## [Requirements]
Transcribe verbatim everything in the Spyderco Manix thread from "## vic2367 (May" down to "is exceptionally solid.".

## [Excerpted text]
───

# Spyderco Manix?



## FlashSpyJ (May 13, 2007)

I have been looking on the Spyderco Manix. I have the delica and the endura.
Is the Manix a good knife? Any + - for it?

thanks!


----------



## powernoodle (May 13, 2007)

There is a nice review here, with links to other reviews. 

cheers


----------



## Dizos (May 13, 2007)

Solid knife. Great slicer.


----------



## FlashSpyJ (May 13, 2007)

thanks! Now I want the mini manix too....and maybe a paramilitary....

and a large sebenza! they are nice!


----------



## Bloodnut (May 13, 2007)

It's my EDC. Good ergos, good steel, great lock-up, and you can position the clip where you want it. What's not to like? It is large, but I got used to the size quickly. Now most other pocket knives look and feel.... dinky. The blade shape is very useful as well. Score one, you won;t regret it.


----------



## The Hobbit (May 13, 2007)

Hard to go wrong with anything Spyderco makes. I EDC a Native, and like it very much.


----------



## dig-it (May 13, 2007)

Its one of my favorites.


----------



## vic2367 (May 13, 2007)

very good knife,,,


----------



## carrot (May 13, 2007)

The Manix is a GREAT knife. I own two. While I have a great amount of confidence in the Endura, the Manix is really my hard use knife, especially since I prefer the flat ground blade. Lockup is exceptionally solid.


----------



## Kraeken (May 13, 2007)

The Manix is my favorite Spyderco. It is rugged and sharpens like a scalpel. You can't go wrong with one! When I'm not carrying my Hinderer XM-18, the Manix is in my pocket.


----------



## CLHC (May 13, 2007)

Sure thing fine and in agreement with what the others stated above regarding said knife!

Enjoy!


----------



## FlashSpyJ (May 13, 2007)

hmm...ok I will pick one up! you guys have convinced me! this forums must be loved by alot of stores!


----------



## frogs3 (May 13, 2007)

───

## [Information provided]
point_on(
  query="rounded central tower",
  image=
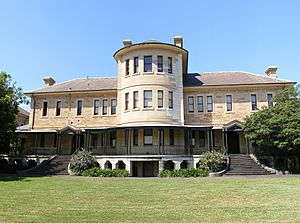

───

## [Written solution]
## vic2367 (May 13, 2007)

very good knife,,,


----------



## carrot (May 13, 2007)

The Manix is a GREAT knife. I own two. While I have a great amount of confidence in the Endura, the Manix is really my hard use knife, especially since I prefer the flat ground blade. Lockup is exceptionally solid.